→ Objective: Can you render as a numbered list the lines from the one containing "Which region of this photo contains the row" through the last line of the material, both ends included and blank lines omitted?

→ Task data:
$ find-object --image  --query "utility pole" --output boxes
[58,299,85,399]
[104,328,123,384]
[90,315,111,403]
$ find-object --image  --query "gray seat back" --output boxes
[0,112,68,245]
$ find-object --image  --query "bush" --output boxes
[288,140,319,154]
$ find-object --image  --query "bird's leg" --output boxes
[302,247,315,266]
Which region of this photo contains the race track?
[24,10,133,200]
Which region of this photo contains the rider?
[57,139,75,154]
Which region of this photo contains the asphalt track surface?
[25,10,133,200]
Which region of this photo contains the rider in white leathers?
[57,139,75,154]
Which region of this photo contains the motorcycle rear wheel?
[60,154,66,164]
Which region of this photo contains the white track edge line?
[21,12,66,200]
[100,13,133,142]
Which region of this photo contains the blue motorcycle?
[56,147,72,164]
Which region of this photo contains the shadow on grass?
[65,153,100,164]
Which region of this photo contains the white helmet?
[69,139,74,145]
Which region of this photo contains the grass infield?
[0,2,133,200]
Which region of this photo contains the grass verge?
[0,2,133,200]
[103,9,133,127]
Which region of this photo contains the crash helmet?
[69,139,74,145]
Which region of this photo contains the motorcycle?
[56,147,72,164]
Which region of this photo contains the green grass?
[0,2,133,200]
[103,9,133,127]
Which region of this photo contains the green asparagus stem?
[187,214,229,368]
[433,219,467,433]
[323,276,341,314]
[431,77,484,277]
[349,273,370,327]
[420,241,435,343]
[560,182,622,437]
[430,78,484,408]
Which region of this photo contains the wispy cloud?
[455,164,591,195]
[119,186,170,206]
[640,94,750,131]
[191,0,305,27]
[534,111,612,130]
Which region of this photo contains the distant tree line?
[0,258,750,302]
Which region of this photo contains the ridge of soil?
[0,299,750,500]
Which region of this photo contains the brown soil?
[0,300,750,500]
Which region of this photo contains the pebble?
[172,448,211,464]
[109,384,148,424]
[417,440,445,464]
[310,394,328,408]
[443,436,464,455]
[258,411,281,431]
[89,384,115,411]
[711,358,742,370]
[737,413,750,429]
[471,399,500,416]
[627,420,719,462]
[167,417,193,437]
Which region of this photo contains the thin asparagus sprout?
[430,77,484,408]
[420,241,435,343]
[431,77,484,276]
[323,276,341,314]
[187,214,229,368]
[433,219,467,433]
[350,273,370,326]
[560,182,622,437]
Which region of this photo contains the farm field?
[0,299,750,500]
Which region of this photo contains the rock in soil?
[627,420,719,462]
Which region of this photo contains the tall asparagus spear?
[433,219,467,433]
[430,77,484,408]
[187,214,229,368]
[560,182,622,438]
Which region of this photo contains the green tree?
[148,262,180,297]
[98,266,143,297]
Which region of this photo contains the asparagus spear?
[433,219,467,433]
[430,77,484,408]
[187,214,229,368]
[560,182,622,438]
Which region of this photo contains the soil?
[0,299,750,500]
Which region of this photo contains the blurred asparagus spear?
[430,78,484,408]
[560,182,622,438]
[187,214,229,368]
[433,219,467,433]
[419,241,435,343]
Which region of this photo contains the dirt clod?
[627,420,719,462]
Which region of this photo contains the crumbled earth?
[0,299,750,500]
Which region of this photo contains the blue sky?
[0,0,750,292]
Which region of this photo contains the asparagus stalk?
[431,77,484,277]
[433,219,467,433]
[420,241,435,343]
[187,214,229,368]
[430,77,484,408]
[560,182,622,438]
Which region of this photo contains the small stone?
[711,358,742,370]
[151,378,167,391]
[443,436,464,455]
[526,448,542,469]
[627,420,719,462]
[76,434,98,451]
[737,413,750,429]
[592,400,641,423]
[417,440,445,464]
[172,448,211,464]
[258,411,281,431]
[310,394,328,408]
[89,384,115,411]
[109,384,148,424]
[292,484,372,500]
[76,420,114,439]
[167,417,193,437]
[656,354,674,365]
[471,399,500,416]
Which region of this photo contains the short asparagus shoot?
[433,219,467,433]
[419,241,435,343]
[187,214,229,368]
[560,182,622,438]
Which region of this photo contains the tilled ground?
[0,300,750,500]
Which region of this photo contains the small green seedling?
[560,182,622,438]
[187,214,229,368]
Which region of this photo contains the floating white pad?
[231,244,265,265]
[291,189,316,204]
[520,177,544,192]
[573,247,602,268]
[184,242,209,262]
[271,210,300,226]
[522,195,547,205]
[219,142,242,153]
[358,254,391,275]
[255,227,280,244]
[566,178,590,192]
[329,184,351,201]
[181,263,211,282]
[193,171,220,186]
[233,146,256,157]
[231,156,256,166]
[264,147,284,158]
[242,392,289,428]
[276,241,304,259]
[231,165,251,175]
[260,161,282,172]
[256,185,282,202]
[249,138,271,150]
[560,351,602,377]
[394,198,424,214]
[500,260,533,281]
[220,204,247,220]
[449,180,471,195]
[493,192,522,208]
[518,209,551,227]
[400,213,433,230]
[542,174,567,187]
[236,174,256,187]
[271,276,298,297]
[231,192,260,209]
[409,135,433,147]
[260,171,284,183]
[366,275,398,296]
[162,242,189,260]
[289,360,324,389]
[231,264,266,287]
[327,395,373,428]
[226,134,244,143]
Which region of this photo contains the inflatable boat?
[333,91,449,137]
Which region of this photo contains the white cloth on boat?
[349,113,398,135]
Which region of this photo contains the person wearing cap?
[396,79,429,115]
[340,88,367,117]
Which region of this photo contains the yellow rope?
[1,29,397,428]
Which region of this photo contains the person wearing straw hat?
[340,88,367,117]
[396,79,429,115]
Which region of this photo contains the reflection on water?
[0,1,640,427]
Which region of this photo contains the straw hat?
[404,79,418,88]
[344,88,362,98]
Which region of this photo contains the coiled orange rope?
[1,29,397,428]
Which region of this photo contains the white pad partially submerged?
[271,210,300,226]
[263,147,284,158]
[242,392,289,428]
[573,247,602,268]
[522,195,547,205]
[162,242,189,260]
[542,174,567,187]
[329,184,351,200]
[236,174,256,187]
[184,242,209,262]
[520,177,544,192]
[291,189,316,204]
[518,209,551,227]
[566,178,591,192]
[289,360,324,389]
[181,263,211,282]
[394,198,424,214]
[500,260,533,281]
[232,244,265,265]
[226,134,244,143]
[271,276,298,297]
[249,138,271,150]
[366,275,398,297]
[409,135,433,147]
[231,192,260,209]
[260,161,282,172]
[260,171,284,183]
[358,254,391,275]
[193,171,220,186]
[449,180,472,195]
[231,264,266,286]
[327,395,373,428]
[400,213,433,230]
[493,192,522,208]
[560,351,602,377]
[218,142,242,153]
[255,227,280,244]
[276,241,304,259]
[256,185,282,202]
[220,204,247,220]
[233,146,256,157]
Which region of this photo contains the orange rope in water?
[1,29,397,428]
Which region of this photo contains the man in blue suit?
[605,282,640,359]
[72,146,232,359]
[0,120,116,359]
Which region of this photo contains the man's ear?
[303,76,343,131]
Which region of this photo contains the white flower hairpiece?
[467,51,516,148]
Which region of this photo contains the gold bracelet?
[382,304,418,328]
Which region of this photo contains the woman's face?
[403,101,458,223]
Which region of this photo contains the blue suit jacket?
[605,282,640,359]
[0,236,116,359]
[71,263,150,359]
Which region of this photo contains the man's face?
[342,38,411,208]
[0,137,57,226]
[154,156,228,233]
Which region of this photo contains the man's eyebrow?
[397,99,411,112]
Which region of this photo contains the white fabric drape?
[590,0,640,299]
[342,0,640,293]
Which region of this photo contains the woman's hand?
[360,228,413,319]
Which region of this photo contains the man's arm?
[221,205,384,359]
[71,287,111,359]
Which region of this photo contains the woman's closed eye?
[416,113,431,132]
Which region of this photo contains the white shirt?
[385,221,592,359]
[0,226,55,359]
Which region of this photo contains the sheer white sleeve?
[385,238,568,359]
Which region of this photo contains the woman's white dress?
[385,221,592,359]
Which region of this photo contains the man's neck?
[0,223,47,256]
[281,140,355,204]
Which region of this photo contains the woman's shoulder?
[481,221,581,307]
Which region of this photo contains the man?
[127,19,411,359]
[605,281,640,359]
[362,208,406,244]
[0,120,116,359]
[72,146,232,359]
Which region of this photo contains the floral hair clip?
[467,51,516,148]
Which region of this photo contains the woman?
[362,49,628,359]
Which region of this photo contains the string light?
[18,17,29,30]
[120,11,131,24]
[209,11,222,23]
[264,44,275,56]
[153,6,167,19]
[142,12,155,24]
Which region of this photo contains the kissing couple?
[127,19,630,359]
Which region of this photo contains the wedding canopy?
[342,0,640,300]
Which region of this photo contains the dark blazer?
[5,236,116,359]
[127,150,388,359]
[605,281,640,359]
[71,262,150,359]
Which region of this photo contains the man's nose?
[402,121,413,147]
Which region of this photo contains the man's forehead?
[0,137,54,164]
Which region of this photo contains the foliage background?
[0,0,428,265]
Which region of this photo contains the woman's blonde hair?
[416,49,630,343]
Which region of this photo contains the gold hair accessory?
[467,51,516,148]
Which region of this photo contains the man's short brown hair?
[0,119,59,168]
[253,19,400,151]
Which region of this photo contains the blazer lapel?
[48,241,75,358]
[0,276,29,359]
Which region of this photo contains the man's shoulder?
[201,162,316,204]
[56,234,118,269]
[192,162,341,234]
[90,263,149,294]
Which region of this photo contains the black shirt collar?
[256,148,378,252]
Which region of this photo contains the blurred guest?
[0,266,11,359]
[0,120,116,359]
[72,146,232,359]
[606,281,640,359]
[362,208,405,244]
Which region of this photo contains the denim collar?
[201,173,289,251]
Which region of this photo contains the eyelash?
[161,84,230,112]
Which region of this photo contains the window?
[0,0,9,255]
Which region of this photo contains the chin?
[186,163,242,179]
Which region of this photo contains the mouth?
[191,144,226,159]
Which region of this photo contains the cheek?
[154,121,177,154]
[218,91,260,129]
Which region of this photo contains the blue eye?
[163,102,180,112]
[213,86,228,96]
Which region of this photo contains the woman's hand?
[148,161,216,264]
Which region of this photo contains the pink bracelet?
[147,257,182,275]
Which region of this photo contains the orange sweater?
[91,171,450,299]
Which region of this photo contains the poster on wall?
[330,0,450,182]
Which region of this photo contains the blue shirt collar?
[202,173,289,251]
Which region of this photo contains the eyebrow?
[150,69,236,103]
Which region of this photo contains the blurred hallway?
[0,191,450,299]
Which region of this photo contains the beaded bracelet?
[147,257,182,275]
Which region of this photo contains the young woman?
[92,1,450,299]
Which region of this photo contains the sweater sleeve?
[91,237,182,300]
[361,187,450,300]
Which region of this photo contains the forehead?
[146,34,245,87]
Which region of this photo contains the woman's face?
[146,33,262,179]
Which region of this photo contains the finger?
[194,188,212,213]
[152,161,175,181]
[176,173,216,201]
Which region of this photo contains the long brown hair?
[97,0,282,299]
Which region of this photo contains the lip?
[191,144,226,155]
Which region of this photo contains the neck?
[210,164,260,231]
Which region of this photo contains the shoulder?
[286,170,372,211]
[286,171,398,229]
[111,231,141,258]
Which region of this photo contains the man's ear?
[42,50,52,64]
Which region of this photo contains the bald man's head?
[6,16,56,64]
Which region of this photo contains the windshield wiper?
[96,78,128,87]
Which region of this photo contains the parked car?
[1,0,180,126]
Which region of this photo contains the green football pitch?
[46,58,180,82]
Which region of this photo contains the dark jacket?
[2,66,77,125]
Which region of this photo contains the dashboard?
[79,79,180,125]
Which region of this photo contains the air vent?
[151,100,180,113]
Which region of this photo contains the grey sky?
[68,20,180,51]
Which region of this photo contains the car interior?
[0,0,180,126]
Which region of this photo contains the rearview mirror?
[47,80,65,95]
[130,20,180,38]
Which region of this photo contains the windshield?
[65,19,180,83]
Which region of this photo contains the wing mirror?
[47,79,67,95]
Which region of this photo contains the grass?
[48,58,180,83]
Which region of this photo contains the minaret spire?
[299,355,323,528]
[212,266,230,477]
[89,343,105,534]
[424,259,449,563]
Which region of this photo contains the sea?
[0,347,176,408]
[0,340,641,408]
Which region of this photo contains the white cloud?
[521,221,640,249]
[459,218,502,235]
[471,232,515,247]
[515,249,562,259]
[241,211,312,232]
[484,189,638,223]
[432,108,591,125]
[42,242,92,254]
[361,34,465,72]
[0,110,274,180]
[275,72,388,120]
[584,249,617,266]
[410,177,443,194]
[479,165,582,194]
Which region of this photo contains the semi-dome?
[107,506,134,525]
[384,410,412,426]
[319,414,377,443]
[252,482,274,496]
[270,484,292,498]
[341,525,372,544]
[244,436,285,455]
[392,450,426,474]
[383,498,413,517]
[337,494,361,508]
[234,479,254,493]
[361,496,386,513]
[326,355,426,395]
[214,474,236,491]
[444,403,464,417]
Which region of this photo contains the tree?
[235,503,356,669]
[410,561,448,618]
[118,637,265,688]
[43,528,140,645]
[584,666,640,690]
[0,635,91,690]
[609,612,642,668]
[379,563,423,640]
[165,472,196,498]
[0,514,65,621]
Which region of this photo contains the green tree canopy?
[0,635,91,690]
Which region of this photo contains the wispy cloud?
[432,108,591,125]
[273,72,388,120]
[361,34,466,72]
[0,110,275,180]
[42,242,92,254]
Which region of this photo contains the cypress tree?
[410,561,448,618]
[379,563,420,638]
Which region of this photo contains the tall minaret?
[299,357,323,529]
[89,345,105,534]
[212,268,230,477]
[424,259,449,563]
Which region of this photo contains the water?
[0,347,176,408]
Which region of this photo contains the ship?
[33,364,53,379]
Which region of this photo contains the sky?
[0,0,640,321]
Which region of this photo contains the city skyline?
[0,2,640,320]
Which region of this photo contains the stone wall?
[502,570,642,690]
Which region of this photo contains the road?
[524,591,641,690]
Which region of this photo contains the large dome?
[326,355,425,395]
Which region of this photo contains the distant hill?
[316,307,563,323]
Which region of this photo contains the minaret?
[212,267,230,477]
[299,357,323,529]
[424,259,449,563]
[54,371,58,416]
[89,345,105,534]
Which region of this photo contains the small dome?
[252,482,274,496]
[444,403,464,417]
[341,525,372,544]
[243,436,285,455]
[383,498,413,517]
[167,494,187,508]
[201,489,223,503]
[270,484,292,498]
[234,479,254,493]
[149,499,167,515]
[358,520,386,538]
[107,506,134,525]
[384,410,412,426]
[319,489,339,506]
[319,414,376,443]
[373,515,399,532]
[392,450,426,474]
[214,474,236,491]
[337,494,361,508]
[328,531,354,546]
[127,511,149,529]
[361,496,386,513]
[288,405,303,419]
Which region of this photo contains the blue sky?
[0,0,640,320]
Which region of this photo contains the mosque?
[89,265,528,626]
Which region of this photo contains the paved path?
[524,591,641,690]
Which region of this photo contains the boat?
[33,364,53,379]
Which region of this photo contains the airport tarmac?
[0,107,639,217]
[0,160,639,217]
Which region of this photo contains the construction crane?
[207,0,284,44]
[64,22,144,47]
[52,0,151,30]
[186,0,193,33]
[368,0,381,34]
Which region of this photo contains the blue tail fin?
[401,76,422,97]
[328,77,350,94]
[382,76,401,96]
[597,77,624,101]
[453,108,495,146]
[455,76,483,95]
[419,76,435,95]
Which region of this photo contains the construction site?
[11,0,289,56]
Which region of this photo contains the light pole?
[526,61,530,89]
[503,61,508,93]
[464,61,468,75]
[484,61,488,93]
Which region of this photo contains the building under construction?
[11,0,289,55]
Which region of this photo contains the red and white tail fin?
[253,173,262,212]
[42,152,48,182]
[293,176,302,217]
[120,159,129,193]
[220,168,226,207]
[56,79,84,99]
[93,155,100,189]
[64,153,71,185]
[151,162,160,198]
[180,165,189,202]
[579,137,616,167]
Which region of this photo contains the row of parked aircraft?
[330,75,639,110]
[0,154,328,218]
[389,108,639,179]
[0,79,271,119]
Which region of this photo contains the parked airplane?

→ Response below:
1. Which region of this photo contains the row of parked aircraft?
2. [330,75,639,110]
3. [0,154,328,218]
4. [389,108,639,179]
5. [0,79,271,119]
6. Which region of this photo contains the parked airplane?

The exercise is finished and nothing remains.